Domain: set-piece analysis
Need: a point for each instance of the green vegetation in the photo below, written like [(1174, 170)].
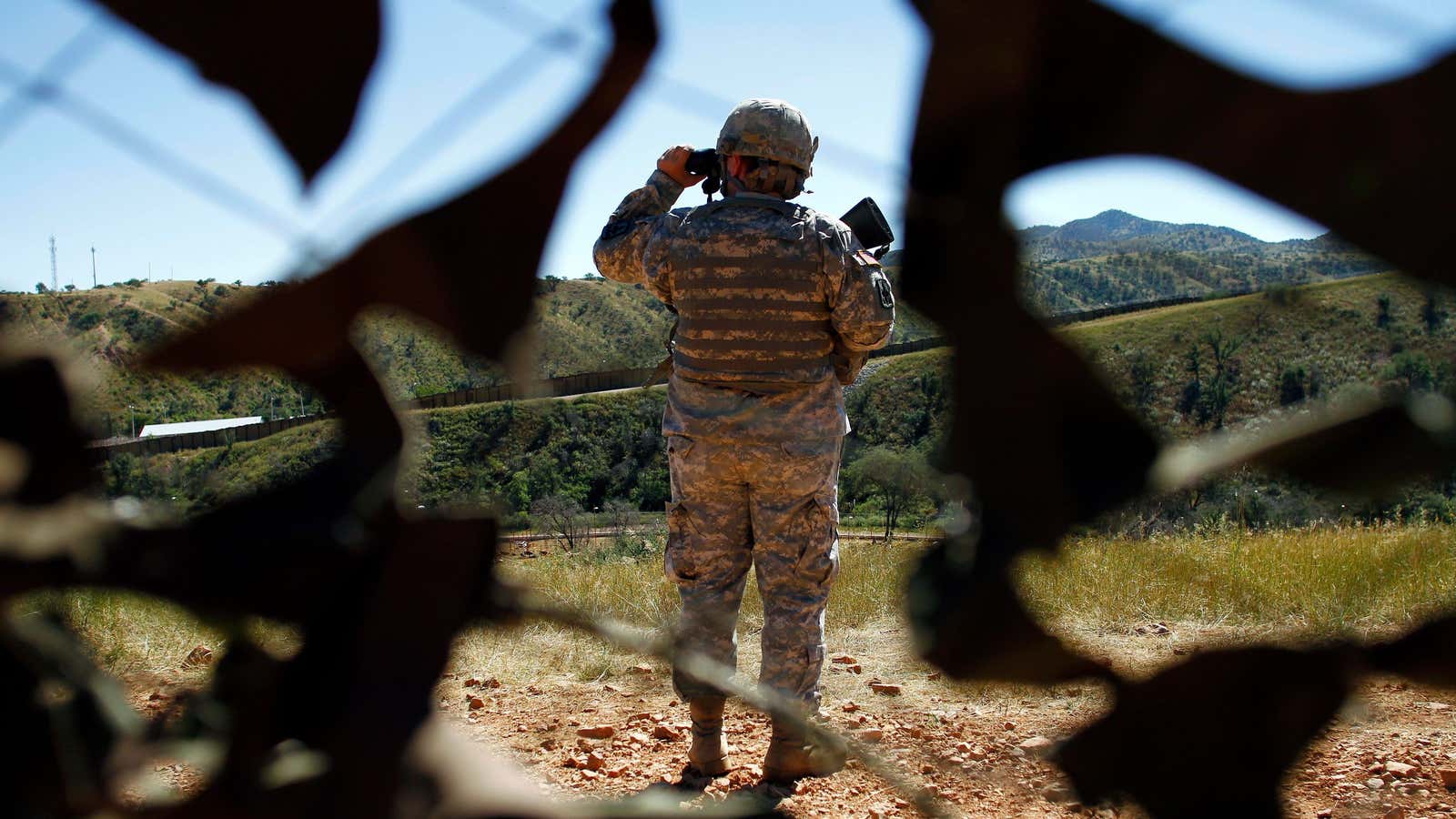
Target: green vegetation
[(1302, 583), (580, 325), (1273, 350), (1116, 258), (1285, 584)]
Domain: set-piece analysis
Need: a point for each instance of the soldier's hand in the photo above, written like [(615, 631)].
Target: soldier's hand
[(674, 164)]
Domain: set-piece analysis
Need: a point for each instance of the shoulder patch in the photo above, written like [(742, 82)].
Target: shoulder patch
[(615, 229)]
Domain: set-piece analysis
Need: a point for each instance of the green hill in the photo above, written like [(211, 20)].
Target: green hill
[(580, 325), (1330, 337), (1117, 258)]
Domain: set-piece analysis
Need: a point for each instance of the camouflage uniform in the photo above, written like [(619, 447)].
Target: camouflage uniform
[(766, 292)]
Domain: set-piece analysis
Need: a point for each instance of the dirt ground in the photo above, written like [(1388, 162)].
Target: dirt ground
[(976, 748)]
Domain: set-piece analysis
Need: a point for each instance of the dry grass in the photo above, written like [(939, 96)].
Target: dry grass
[(1302, 583), (1289, 584), (863, 611)]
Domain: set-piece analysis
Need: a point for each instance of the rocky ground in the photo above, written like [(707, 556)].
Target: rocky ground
[(1390, 753)]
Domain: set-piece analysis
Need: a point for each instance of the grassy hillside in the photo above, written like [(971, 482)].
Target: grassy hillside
[(579, 325), (1369, 332), (608, 446)]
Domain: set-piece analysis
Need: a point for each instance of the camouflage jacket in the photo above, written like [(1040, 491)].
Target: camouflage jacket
[(644, 244)]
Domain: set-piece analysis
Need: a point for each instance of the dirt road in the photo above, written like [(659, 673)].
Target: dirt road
[(977, 748)]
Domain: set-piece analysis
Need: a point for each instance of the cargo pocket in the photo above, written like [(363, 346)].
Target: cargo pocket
[(677, 560), (677, 446), (819, 562)]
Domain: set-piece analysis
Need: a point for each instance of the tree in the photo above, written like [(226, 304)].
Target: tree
[(561, 516), (1412, 370), (1143, 376), (1225, 382), (1292, 387), (1431, 314), (1191, 397), (897, 477)]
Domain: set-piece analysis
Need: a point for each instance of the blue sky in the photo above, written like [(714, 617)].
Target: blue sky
[(854, 66)]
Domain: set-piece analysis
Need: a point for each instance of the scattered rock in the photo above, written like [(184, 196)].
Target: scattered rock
[(1400, 768), (1057, 792), (198, 656), (1037, 746)]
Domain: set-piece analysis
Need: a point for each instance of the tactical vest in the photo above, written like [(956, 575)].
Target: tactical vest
[(750, 296)]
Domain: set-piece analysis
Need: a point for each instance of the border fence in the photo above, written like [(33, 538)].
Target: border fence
[(580, 383)]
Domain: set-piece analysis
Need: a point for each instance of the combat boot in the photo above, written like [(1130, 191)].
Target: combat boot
[(793, 755), (708, 756)]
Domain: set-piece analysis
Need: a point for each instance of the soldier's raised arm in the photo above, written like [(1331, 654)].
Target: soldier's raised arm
[(863, 307), (618, 252)]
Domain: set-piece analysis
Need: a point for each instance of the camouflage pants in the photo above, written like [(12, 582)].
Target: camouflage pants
[(769, 506)]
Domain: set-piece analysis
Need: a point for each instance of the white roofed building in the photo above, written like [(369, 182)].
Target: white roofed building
[(182, 428)]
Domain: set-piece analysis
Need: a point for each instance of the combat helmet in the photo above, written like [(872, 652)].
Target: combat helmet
[(769, 128)]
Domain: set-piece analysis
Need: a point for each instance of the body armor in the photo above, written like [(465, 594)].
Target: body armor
[(753, 312)]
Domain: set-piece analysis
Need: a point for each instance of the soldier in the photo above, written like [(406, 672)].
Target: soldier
[(776, 305)]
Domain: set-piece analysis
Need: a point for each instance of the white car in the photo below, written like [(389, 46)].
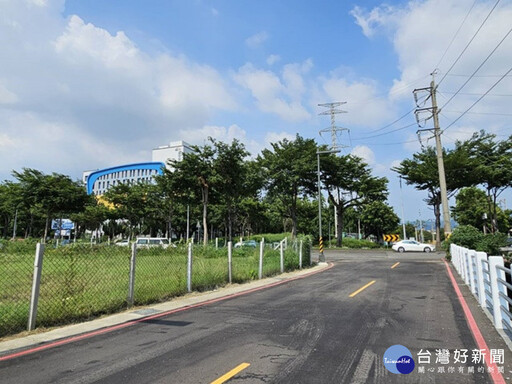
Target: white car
[(146, 242), (412, 246), (123, 243)]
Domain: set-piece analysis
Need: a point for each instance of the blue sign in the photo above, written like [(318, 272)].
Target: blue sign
[(62, 224)]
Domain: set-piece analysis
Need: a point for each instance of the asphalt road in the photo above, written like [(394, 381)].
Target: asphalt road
[(305, 331)]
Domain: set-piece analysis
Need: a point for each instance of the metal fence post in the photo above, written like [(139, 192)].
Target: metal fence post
[(131, 286), (230, 261), (34, 299), (495, 273), (189, 268), (471, 271), (281, 252), (262, 249), (480, 277), (300, 255)]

Written exercise: Write out every entry again word for word, without any of the pictures.

Task answer:
Domain: set-piece analysis
Need: a point for each instance of the green vegetation in the photo below, written like [(1174, 170)].
Target: green vegetation
[(1302, 583), (580, 325), (1273, 350), (1116, 258), (1285, 584)]
Domain: set-piece analysis
Need: a point for each instance of the soldier's hand in the photo above, written like [(615, 631)].
Target: soldier's hand
[(674, 164)]
Domain: set-piece analysis
Need: a point for each instance of the shoulder patch in the photo above, written like [(742, 82)].
Target: shoulder patch
[(615, 229)]
Domain: set-piece analysis
Need: a point for each instance of the green hill in the photo above, written like [(211, 20)].
Target: green hill
[(580, 325), (1330, 337), (1117, 258)]
Domain: set-piece analysis
Need: a point for each instance of the camouflage uniform in the photo above, written like [(619, 447)].
Target: camouflage uniform
[(766, 292)]
Domain: set-piece analysis
Need: a point for each instance of the dirt ground in the photo above, written like [(1388, 162)].
Target: dirt ground
[(976, 748)]
Domain: set-piece analysis
Need: a point for each instance of the dry grass in the photo above, written like [(939, 96)].
Target: dry grass
[(1302, 583), (1289, 584), (863, 611)]
Domain: set-piece analysis
Need: a point for each instance of the rocky ground in the photo above, written like [(707, 556)].
Target: rocky ground
[(1390, 753)]
Domain: set-piece analysis
Need: a point for each instance of the grassy hillside in the photo above, written like [(971, 482)].
Target: grassy hillside
[(579, 325), (1369, 332), (608, 446)]
Domain: set-piece analysis
Need: a point for each instance of the camouflage jacket in the photo above, written like [(1040, 491)].
Target: camouflage jacket
[(644, 244)]
Domain: set-piece analysis
Need: a point for each instance of the dirt road in the photo above, written like [(659, 673)].
Target: dirt road
[(977, 748)]
Domain: set-piece analysis
Need: a point for each instance of the cargo pocket in the photo above, written like [(363, 346)].
Target: cargo pocket
[(677, 560), (677, 446), (819, 562)]
Domain: set-piece analysis
Need: a point for each instance of the tree in the photo above, written like [(226, 304)].
Target: tree
[(561, 516), (1412, 370), (1143, 376), (1225, 382), (1292, 387), (1431, 314), (1191, 397), (897, 477)]
Domain: set-piece analysis
Need: a point for each instance of the blue sky in the photo above, written like [(714, 617)].
Target: blue sky
[(854, 66)]
Domain: set-piece analysis
Need: a point for each instance of the scattered rock in the photo above, written like [(184, 196)].
Target: scattered rock
[(1400, 768), (1057, 792), (198, 656), (1037, 746)]
Domain: set-piece analysis
Need: a point for each instance of the tactical vest in the photo above, written like [(956, 575)].
Target: tactical vest
[(750, 296)]
Domain: set-piece analysis
Need: a point for each instance of the border fence in the photo above, written like [(33, 538)].
Target: border fence
[(580, 383)]
Domain: set-piece analysis
Need: a point for each instance of the combat boot in the photo above, written like [(1130, 191)].
Target: combat boot
[(793, 755), (708, 756)]
Domain: set-piece analysis
Need: a point for each instance of the soldier's raised arm in the photo above, written like [(1331, 654)].
Target: soldier's raised arm
[(863, 307), (618, 252)]
Domain: set-piece analysis
Need: a point for each instance of the camouflage pants in the photo above, written like [(12, 582)].
Target: camouflage pants
[(769, 506)]
Domain: set-piece analysis
Need: a point for each instance of the white roofed building in the photo above, written like [(369, 182)].
Target: white roofed building
[(182, 428)]
Domain: set-piece analysis
Need: a point for each instance of the combat helmet in the photo above, written like [(872, 652)].
Target: combat helmet
[(769, 128)]
Domain: set-piece analysis
Need: a point for each instance of the body armor in the photo above, written like [(465, 594)].
Target: body armor
[(753, 312)]
Domain: set-piece analysis
Need: a point for each instance of the soldier in the photo above, written like [(406, 672)].
Target: soldier
[(776, 305)]
Domain: set-piece analysis
Need: a point for each instance of the white car in the photo below, written like [(389, 46)].
Target: white car
[(146, 242), (412, 246), (123, 243)]
Domain: set-piece analysis
Need: a point for each instance of the blue sign in the photo above, written like [(318, 272)].
Target: blue sign
[(62, 224)]
Domain: set-piece analysis
Need: a point for each instance of the asphalt road in the photo above, written like [(394, 381)].
Target: asphalt road
[(305, 331)]
Domain: set-piece analysis
Need: a point for each instance of the metal fence post in the photo above, written like [(139, 192)].
Target: metal fence post
[(131, 286), (230, 261), (34, 299), (495, 273), (189, 268), (471, 271), (281, 252), (262, 249), (480, 277), (300, 255)]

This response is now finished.